Our Top Six Releases Mar 23

Top Six Releases
March 2023
Our Top Six Releases Mar 23
By Rob Dickens


Cinder Well
Cadence
Free Dirt Records
21 April 2022
Cinder Well is Amelia Baker’s experimental folk project. To these ears, Baker’s voice is outrageously captivating, moody and evocative beyond the pale. When set against sparse and forceful string arrangements, it is overwhelming.
Cadence is still a way off its official release with only singles being issued to date (see clip for “Two Heads, Grey Mare” below). The new album is a potent follow-up to her 2020 predecessor No Summer (which was one of my top albums of that year).
The album’s name refers to the cycles of our lives. It was recorded at Hen House Studios in Los Angeles and, though California’s beaches are the backdrop of this album, old-time Irish folklore influences are evident. Baker expands Cinder Well’s sound to include percussion as well as trance electric guitar and expansive string parts courtesy of the alluring playing of Cormac MacDiarmada.
Via Hearth PR

Iris Dement
Workin’ On A World
Flariella Records
24 February 2023
Speaking of distinctive voices! First, upfront, a few of my music colleagues are not as enamoured of Iris Dement‘s voice as yours truly, claiming there’s a bit too much twang for their tastes. I understand but don’t concur.

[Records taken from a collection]

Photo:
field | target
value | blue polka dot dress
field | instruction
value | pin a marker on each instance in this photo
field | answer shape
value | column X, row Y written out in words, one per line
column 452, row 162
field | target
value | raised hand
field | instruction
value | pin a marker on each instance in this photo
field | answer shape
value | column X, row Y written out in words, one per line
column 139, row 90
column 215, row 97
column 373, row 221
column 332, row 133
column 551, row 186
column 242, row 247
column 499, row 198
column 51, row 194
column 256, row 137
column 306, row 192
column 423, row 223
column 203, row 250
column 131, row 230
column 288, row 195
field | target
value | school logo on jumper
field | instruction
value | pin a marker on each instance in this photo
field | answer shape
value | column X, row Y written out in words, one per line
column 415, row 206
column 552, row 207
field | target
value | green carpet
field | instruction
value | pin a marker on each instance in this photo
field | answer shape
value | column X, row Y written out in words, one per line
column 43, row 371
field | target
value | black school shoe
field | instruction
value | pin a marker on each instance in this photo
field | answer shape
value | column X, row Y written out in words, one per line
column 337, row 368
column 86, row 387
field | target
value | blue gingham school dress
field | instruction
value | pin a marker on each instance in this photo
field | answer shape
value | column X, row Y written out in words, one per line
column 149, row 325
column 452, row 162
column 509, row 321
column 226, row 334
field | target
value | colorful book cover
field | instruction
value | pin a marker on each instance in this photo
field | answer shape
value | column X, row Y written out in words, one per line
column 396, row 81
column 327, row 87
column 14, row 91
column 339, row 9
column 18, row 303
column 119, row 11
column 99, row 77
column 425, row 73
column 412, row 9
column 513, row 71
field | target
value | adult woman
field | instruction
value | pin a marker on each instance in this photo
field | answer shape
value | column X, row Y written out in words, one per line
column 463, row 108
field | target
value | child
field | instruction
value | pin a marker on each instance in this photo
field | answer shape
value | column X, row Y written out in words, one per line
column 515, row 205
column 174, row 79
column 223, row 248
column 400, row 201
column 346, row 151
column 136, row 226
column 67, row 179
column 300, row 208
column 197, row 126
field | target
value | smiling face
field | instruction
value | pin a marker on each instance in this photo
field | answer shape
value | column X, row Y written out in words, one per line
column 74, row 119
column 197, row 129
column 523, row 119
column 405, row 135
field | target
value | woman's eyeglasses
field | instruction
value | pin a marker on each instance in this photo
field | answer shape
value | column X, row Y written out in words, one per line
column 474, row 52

### GOAL OF THE EXERCISE
According to the music roundup, where was the Cinder Well album Cadence recorded? Answer using only the music roundup, not the material.

### TASK SOLUTION
At Hen House Studios in Los Angeles.